In the entries below, find the line containing "Query: black beak tip" and the line containing "the form [785,112].". Copy those two lines and everything between them exactly, and only that.

──────

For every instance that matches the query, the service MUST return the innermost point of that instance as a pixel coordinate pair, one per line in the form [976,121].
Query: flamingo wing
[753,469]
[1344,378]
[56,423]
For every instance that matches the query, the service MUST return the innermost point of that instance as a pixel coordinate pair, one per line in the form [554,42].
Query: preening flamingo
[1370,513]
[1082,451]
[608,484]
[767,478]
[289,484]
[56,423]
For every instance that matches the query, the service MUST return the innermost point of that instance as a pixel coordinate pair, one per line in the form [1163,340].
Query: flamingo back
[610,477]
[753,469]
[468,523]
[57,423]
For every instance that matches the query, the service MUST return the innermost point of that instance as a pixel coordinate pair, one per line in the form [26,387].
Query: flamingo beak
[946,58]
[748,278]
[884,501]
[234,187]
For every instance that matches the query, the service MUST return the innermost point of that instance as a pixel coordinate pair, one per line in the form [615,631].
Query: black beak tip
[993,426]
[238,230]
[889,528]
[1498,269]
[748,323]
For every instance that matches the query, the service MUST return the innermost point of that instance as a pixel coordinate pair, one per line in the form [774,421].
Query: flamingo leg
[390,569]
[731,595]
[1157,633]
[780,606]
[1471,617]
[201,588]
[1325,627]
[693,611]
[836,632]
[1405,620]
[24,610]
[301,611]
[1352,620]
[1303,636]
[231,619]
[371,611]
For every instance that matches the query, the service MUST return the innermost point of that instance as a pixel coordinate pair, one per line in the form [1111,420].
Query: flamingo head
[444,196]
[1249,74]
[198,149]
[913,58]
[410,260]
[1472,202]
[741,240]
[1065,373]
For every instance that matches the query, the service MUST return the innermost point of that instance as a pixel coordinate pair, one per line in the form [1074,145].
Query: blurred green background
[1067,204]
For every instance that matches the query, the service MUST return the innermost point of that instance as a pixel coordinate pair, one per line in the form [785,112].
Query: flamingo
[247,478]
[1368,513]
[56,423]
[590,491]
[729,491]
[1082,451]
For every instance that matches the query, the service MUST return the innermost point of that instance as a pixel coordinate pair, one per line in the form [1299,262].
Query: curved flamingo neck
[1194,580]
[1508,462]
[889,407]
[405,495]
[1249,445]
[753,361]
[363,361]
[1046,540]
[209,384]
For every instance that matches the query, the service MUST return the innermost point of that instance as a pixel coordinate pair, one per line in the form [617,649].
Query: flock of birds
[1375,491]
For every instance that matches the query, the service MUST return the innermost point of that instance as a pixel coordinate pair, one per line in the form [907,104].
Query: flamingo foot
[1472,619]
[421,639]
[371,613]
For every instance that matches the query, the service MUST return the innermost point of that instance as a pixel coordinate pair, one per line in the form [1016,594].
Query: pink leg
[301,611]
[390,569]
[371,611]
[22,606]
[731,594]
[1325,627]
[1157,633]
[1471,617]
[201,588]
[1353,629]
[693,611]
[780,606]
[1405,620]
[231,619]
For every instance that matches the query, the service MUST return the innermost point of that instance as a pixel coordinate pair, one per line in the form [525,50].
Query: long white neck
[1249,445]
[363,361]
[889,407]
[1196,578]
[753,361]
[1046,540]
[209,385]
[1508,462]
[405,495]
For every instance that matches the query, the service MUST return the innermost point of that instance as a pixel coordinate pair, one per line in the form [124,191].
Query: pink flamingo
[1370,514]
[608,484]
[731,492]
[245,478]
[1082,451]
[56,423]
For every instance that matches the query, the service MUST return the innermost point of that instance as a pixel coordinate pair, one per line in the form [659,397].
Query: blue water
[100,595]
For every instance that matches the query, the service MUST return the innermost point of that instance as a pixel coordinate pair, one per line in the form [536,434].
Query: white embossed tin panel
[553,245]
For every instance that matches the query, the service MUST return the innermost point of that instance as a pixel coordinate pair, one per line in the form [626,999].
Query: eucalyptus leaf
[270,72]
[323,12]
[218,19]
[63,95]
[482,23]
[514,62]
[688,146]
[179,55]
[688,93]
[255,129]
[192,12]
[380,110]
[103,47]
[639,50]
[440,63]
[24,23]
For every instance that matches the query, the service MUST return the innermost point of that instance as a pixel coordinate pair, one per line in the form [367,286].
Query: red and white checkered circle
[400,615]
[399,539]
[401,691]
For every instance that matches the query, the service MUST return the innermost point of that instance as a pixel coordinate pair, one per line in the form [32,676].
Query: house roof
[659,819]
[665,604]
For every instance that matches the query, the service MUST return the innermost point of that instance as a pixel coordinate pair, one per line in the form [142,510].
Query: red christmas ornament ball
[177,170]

──────

Finished task
Query: black beak tip
[993,426]
[238,230]
[889,528]
[1498,269]
[748,323]
For every instance that matches the query, the service MUST return the innermost point of that instance as a pixel coordinate pair, one per line in the form [774,421].
Query: flamingo leg
[390,569]
[731,595]
[1157,633]
[780,606]
[1471,617]
[201,588]
[1325,627]
[693,611]
[836,632]
[1405,620]
[24,610]
[301,611]
[1352,620]
[1303,636]
[231,619]
[371,611]
For every instance that matches the query, the service MUST return the innermost point of that instance as a pixel coordinate pair, one per line in the form [1111,420].
Query: flamingo head
[444,196]
[1249,74]
[198,149]
[913,58]
[410,260]
[1472,202]
[741,240]
[1065,373]
For every instance that matches the query, the service MUST return the innermost point of that instance as a pixel coordinate pair, one per line in the form [1074,145].
Query: blurred green background
[1067,204]
For every instance that matches the query, the service MUST return the innermost point of that instance as a pixel coordinate pair, one per line in the form [785,112].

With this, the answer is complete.